• **GIVEN INSTRUCTION**: Starting at the line that contains "Every instance of the metal" and stopping after the line that contains "123), (184, 123)]", write those lines out again, requests included, and raise every outline point coordinate in the answers by 34. Leave the numbers in the requests and their format samples unchanged.

• **MATERIAL PROVIDED**:
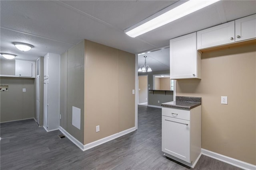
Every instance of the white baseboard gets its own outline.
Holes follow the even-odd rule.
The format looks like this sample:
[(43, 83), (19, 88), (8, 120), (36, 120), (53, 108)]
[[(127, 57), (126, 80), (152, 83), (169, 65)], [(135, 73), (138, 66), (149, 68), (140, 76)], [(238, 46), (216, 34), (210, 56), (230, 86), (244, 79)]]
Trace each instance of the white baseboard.
[(70, 134), (69, 133), (66, 131), (63, 127), (60, 126), (60, 131), (63, 133), (66, 137), (67, 137), (71, 142), (73, 142), (74, 144), (79, 148), (82, 150), (84, 150), (84, 145), (78, 141), (78, 140), (75, 138), (73, 136)]
[(75, 138), (73, 136), (69, 134), (61, 126), (60, 126), (60, 131), (62, 132), (69, 140), (76, 145), (78, 148), (83, 151), (85, 151), (88, 149), (96, 147), (102, 144), (109, 141), (114, 139), (116, 138), (123, 136), (128, 133), (135, 131), (136, 130), (135, 127), (125, 130), (122, 132), (112, 135), (108, 136), (104, 138), (98, 140), (98, 141), (92, 142), (85, 145), (83, 145), (80, 141)]
[(43, 126), (43, 127), (44, 127), (44, 129), (46, 131), (46, 132), (51, 132), (52, 131), (56, 131), (57, 130), (59, 130), (59, 129), (52, 129), (52, 130), (47, 130), (47, 129), (44, 126)]
[(155, 105), (148, 105), (148, 107), (156, 107), (156, 108), (162, 108), (162, 106), (155, 106)]
[(20, 120), (28, 120), (28, 119), (35, 119), (35, 118), (34, 118), (34, 117), (30, 117), (30, 118), (20, 119), (18, 119), (18, 120), (11, 120), (11, 121), (3, 121), (2, 122), (1, 122), (1, 123), (2, 123), (11, 122), (12, 122), (12, 121), (19, 121)]
[(245, 170), (256, 170), (256, 165), (249, 164), (230, 157), (219, 154), (206, 149), (201, 149), (202, 154), (227, 163)]

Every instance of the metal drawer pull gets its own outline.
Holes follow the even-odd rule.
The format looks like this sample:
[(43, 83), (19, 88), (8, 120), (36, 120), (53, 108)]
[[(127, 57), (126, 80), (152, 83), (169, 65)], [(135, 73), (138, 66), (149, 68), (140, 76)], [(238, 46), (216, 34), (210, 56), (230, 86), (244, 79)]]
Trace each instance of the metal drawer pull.
[(178, 122), (177, 121), (172, 121), (171, 120), (167, 120), (166, 119), (165, 119), (164, 120), (166, 120), (167, 121), (172, 121), (172, 122), (178, 123), (183, 124), (183, 125), (186, 125), (187, 126), (188, 125), (188, 123), (184, 123)]

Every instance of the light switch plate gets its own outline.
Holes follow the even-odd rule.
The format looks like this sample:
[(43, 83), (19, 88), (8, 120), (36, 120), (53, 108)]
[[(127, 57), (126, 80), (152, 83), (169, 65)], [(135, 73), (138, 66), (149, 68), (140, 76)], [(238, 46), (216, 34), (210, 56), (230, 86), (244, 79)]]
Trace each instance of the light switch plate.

• **TASK RESPONSE**:
Every instance of the metal drawer pull gets its own outline.
Holes follow the even-odd rule.
The format looks like this sample:
[(43, 83), (19, 88), (8, 120), (36, 120), (53, 108)]
[[(127, 57), (126, 80), (152, 83), (169, 65)], [(135, 73), (138, 66), (149, 68), (140, 76)], [(238, 46), (216, 34), (210, 56), (230, 86), (244, 79)]]
Trace each instance of the metal drawer pull.
[(212, 156), (211, 155), (206, 155), (205, 154), (201, 154), (200, 153), (199, 153), (198, 154), (200, 154), (201, 155), (206, 155), (206, 156), (212, 157), (217, 158), (217, 159), (220, 159), (221, 160), (222, 159), (222, 157), (218, 157)]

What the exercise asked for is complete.